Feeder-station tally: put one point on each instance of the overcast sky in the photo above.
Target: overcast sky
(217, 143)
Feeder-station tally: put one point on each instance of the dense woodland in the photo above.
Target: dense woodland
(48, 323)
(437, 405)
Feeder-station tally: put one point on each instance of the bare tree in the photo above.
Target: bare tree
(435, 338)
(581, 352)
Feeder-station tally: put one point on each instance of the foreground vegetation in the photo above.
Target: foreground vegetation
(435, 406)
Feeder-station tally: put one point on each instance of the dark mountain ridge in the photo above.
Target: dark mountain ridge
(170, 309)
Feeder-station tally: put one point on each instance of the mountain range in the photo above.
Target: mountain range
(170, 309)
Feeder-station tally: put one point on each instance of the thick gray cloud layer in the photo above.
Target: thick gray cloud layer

...

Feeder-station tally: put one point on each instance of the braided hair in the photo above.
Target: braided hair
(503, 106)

Aufgabenbeschreibung:
Zeige jede Zeile der obigen Zeilen, die die Zeichenfolge „Target“ enthält. Groß- und Kleinschreibung ist zu beachten.

Antwort zur Aufgabe:
Target: overcast sky
Target: dense woodland
Target: bare tree
Target: foreground vegetation
Target: dark mountain ridge
Target: mountain range
Target: thick gray cloud layer
Target: braided hair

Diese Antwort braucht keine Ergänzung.